WHAT IS REQUIRED: Whenever a line in the entries below contains "badge", copy that line.

THE INPUT:
────────
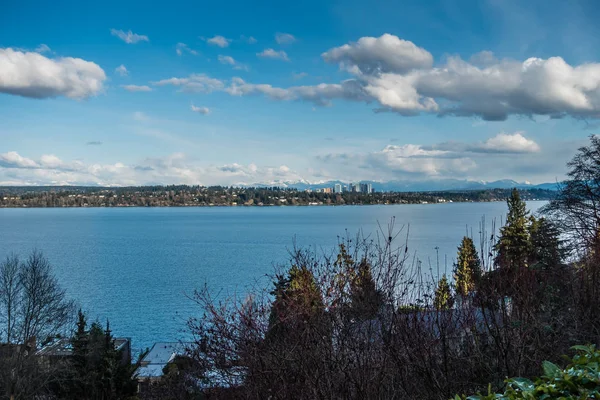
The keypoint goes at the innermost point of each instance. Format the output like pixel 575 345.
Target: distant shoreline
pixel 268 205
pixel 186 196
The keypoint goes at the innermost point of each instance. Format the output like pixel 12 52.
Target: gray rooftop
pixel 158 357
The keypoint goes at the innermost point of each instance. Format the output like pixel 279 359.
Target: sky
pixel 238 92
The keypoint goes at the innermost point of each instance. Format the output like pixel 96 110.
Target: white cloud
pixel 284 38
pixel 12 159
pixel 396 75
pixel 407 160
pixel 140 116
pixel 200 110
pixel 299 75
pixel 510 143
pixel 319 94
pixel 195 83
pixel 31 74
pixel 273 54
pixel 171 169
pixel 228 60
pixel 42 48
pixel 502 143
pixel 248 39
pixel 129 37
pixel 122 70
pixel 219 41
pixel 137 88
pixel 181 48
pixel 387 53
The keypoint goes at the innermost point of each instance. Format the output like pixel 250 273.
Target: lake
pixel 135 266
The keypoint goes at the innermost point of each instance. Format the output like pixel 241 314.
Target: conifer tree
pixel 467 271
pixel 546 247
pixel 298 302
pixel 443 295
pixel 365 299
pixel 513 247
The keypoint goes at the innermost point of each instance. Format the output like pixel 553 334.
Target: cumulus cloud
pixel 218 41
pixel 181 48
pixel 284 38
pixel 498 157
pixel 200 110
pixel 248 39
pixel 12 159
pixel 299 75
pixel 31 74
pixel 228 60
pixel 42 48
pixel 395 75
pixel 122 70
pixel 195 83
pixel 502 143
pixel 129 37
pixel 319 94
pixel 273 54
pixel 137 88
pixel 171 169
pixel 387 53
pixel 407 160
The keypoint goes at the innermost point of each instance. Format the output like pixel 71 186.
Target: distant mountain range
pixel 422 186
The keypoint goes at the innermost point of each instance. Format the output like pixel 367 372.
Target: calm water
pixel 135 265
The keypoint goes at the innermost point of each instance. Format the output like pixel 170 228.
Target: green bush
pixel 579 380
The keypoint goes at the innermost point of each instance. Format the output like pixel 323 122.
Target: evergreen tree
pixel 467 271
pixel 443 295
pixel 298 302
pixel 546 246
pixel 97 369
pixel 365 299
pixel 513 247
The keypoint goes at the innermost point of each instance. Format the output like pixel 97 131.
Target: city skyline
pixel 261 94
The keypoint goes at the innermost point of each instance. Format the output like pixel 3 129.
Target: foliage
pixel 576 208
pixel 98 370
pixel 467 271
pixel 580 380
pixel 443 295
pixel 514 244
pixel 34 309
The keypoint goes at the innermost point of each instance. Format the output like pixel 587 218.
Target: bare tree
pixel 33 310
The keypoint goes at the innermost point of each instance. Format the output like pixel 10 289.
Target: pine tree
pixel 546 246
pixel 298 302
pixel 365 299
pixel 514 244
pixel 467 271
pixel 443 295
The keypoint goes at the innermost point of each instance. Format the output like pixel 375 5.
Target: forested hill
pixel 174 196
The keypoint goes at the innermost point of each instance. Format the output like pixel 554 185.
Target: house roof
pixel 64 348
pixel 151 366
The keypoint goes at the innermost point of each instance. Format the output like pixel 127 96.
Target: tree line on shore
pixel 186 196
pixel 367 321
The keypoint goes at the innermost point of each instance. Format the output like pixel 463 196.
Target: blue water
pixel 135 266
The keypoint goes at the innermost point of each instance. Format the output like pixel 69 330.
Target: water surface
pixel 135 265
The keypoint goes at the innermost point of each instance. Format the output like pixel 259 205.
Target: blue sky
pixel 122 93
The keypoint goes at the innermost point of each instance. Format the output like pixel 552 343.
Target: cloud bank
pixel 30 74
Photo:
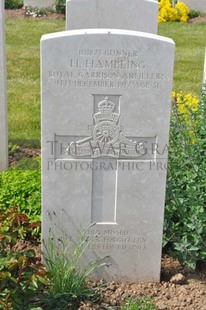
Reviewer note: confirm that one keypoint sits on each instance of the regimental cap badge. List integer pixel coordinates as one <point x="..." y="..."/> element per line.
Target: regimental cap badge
────────
ANSWER TO THIS EXERCISE:
Reviewer note: confirm that one keypoint sits on each instance of the regimental cap badge. List integer pixel coordinates as one <point x="..." y="..."/> element per line.
Target: regimental cap badge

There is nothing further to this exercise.